TRY IT: What appears in the data must be reproduced exactly.

[Data entries]
------

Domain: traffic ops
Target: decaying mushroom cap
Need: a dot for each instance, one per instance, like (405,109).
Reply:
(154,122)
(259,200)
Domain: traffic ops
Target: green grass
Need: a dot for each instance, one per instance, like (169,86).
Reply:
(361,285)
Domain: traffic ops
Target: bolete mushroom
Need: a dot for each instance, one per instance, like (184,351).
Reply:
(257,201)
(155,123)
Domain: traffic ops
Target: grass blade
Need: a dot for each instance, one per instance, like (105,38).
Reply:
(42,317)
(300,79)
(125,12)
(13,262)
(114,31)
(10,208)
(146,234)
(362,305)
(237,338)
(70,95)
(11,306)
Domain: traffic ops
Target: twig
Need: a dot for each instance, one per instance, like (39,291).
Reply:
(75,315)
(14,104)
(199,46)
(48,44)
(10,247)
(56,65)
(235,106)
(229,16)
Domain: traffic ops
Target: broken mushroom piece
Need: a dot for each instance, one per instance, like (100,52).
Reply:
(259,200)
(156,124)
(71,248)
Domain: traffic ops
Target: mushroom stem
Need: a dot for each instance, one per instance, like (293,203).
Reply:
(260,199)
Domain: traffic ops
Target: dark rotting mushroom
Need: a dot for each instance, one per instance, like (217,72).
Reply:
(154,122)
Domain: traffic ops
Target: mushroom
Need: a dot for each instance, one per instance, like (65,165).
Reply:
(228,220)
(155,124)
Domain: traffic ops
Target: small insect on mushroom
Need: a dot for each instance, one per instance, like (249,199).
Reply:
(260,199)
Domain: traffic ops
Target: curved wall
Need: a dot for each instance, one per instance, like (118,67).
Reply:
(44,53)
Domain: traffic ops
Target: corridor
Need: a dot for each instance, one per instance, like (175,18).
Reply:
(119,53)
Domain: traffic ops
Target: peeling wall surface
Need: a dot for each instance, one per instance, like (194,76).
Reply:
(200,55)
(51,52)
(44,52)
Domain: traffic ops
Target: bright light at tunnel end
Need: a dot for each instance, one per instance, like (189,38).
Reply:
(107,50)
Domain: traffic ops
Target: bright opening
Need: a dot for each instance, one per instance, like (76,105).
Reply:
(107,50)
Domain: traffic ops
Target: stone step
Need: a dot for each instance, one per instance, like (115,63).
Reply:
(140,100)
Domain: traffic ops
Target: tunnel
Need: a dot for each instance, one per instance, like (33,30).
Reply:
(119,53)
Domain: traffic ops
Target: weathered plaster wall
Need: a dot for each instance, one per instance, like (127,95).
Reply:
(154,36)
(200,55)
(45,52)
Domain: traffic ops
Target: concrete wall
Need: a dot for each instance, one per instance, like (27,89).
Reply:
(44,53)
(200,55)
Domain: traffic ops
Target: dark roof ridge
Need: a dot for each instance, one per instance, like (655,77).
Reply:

------

TASK ANSWER:
Domain: traffic ops
Target: decaying mushroom cap
Need: a dot for each instance, one per instance, like (405,109).
Reply:
(154,122)
(259,200)
Domain: traffic ops
Target: green grass
Need: a dot for each instance, one per instance, like (169,86).
Reply:
(361,285)
Domain: traffic ops
Target: bolete mushroom
Need: a dot for each instance, one per instance, like (184,351).
Reply:
(257,201)
(155,123)
Domain: traffic ops
Target: grass blade
Need: a dot for each instance, one per instance, like (105,38).
Reply:
(42,317)
(300,79)
(125,12)
(13,262)
(114,31)
(10,208)
(146,234)
(362,305)
(237,338)
(70,95)
(11,306)
Domain: traffic ops
Target: twig
Need: a dot for each instance, one per instance, like (39,291).
Reply:
(75,315)
(14,104)
(199,46)
(48,44)
(10,247)
(56,65)
(235,106)
(229,16)
Domain: traffic ops
Target: broken mushroom piece
Need: a dot for each instance, one per instance, like (100,52).
Reply:
(259,200)
(156,124)
(71,248)
Domain: traffic ops
Target: mushroom stem
Need: a dot for each instance, one per instance, like (293,203).
Reply:
(260,199)
Domain: traffic ops
Target: dark rotting mushroom
Need: a dot for each instance, one per instance, like (217,72).
Reply:
(154,122)
Domain: traffic ops
Target: mushroom
Need: a dot for each instance, one per instance, like (65,165).
Reply:
(228,220)
(155,124)
Domain: traffic ops
Target: small insect on mushroom
Need: a dot for each instance, one per instance, like (249,199).
Reply:
(260,199)
Domain: traffic ops
Target: curved wall
Need: a dot for each instance, one per instance, like (118,67).
Reply:
(44,53)
Domain: traffic ops
Target: corridor
Need: a dot for each instance, one per instance, like (175,18).
Reply:
(119,53)
Domain: traffic ops
Target: peeling wall surface
Need: a dot for each instance, one per instance, like (194,76).
Reply:
(200,55)
(51,52)
(44,52)
Domain: traffic ops
Target: bright light at tunnel end
Need: a dot for each instance, one per instance, like (189,38).
Reply:
(107,50)
Domain: traffic ops
Target: bright opening
Need: a dot for each instance, one per instance, like (76,105).
Reply:
(107,50)
Domain: traffic ops
Target: stone step
Need: a dot for each instance, one per instance, like (115,63).
Reply:
(140,100)
Domain: traffic ops
Target: tunnel
Need: a dot for each instance, one per instance, like (33,30).
Reply:
(119,53)
Domain: traffic ops
Target: weathered plaster wall
Need: a dot for each instance, one per instance, like (127,95).
Reply:
(154,36)
(200,55)
(45,52)
Domain: traffic ops
Target: concrete wall
Need: a dot for each instance, one per instance, like (27,89).
Reply:
(44,53)
(200,55)
Domain: traffic ops
Target: dark roof ridge
Need: a dot for each instance, one per instance, like (655,77).
Reply:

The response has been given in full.